[Start of Attachment]

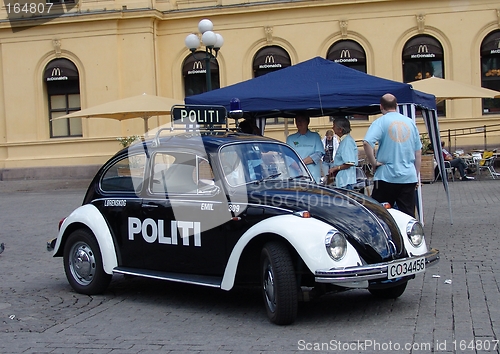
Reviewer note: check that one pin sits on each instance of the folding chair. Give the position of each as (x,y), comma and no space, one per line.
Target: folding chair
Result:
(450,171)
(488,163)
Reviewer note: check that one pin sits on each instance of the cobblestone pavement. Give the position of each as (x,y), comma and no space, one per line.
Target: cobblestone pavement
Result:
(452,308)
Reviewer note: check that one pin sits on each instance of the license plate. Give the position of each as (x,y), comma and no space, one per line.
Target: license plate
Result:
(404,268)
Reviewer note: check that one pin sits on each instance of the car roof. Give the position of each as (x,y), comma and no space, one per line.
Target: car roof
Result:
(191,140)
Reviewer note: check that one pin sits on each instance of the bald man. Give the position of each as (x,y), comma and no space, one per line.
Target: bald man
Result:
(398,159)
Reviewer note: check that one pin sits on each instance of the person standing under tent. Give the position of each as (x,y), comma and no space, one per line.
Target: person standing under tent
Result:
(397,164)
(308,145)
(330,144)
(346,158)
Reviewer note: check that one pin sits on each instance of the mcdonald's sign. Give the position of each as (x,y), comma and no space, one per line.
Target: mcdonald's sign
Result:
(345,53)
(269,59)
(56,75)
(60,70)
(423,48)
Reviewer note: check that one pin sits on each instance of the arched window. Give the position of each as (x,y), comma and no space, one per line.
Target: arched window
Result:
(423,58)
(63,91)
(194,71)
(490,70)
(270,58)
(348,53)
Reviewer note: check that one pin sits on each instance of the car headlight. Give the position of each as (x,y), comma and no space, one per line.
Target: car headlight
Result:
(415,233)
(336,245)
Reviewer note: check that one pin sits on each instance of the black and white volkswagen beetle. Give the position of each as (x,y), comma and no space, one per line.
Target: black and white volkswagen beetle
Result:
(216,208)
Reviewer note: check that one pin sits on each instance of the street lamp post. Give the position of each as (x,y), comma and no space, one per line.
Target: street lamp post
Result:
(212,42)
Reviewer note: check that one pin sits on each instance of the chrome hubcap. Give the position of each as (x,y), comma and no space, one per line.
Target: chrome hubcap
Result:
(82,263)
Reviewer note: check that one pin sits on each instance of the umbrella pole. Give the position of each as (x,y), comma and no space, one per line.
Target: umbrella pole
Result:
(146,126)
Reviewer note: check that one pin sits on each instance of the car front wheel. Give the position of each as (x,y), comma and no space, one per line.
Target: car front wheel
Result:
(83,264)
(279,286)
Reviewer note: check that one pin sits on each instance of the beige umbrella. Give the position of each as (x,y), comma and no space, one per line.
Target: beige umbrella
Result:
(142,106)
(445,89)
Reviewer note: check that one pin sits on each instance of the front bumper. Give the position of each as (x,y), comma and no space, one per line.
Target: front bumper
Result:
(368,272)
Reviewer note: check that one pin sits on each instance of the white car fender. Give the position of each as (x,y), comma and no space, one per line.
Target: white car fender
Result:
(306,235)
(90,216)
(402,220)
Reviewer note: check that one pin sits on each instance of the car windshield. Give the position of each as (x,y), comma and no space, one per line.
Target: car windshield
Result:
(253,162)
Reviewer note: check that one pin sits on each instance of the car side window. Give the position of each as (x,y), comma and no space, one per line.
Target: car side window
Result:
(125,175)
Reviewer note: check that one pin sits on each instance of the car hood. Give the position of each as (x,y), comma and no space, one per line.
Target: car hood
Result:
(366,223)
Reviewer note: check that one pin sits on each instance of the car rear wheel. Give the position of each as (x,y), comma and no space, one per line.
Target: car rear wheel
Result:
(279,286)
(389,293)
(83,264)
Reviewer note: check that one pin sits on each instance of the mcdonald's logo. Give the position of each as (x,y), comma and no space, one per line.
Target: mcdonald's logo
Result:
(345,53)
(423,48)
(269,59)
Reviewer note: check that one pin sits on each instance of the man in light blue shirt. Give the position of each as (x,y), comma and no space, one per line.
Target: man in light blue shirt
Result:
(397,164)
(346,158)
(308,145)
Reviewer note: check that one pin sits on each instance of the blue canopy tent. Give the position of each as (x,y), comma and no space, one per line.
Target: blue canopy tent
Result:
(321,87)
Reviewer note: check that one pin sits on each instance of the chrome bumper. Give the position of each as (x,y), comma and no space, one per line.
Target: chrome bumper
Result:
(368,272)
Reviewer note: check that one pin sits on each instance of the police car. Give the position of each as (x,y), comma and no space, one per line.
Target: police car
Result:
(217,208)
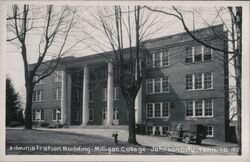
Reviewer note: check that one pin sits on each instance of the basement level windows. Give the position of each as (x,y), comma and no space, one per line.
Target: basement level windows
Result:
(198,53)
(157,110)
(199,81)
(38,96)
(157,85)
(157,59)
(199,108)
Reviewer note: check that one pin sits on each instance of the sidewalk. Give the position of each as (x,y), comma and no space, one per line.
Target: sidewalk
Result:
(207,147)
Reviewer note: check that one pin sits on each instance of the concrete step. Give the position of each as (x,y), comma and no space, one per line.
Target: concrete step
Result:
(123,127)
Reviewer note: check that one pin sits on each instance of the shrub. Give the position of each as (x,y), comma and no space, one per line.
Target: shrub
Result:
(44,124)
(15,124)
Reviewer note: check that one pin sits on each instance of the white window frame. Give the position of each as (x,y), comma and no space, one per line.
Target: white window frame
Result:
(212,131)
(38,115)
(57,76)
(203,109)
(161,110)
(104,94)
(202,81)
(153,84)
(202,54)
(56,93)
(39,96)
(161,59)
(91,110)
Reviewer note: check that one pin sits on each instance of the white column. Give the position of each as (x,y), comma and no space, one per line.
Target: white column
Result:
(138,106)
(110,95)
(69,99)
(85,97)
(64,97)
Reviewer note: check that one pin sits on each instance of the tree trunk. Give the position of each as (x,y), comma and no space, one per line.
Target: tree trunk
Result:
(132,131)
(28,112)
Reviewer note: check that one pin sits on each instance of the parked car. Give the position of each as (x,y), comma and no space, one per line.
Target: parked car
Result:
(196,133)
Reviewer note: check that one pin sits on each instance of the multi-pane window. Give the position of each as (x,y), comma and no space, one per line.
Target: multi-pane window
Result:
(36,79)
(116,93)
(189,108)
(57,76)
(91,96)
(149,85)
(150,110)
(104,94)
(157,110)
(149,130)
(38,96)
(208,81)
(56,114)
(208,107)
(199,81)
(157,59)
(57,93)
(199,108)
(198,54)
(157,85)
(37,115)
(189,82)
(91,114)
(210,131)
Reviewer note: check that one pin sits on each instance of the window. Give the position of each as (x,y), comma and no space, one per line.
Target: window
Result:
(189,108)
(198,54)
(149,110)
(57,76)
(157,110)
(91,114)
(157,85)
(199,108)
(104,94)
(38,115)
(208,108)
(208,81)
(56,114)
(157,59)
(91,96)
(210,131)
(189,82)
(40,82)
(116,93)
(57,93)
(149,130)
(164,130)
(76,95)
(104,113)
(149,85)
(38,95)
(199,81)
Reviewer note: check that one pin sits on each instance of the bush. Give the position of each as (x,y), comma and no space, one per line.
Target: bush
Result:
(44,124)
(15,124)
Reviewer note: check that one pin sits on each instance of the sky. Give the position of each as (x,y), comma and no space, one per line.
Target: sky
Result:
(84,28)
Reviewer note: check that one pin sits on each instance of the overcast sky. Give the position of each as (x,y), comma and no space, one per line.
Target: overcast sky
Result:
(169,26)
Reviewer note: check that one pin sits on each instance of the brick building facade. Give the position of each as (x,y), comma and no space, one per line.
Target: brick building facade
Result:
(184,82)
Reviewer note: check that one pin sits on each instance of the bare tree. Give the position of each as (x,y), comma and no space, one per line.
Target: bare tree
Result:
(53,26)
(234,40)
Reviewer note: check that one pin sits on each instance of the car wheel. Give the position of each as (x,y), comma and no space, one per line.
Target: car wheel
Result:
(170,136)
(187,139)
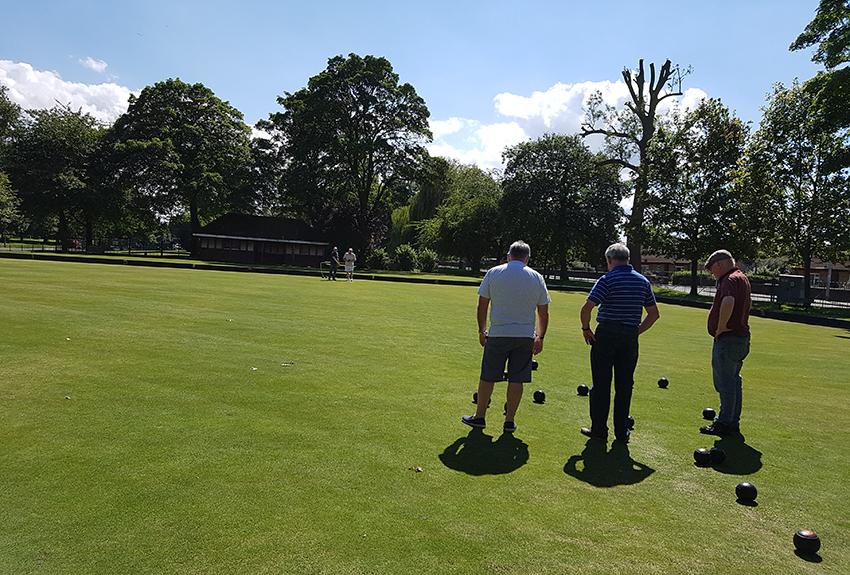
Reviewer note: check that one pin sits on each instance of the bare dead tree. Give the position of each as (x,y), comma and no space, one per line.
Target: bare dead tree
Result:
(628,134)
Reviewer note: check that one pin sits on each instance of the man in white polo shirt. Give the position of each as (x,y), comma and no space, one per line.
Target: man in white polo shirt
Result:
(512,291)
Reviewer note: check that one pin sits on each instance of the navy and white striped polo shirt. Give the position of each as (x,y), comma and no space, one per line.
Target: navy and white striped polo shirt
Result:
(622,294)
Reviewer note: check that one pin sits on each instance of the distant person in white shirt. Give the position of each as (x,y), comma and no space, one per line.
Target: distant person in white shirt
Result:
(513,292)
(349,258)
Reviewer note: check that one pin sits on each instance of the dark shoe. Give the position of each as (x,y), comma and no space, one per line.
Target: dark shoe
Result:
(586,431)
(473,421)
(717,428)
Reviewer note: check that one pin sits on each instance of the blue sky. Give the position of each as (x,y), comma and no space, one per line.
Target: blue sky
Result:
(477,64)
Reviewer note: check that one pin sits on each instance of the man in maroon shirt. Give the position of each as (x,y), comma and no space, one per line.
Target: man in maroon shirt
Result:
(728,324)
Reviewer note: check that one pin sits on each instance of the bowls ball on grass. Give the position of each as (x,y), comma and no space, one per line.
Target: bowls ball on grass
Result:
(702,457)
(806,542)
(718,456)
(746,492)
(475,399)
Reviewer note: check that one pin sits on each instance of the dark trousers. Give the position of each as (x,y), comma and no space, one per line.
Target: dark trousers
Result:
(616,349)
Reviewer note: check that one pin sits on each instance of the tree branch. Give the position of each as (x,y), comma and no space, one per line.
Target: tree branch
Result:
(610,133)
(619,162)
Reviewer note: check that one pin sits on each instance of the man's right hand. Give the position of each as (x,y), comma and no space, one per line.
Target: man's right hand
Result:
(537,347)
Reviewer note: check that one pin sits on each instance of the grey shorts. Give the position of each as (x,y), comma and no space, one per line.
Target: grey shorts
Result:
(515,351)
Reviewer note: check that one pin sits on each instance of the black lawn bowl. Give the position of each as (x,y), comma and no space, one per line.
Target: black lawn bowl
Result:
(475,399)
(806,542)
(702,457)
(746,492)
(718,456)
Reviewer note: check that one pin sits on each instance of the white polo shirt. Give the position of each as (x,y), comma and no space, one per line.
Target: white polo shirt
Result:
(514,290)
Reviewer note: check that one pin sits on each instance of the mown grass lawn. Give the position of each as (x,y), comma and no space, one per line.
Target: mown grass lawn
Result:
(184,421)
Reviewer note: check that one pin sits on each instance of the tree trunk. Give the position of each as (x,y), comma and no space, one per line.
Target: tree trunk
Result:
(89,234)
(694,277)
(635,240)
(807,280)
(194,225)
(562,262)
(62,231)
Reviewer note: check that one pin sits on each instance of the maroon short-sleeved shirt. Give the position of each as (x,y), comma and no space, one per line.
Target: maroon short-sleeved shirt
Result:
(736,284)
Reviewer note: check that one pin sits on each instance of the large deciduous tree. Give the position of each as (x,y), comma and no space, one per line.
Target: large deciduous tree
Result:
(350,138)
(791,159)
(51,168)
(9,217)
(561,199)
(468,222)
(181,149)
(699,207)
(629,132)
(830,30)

[End of Attachment]

Report the number of lines in the material above that include the string "sleeved". Nothing else belongs in the answer.

● WRITTEN RESPONSE
2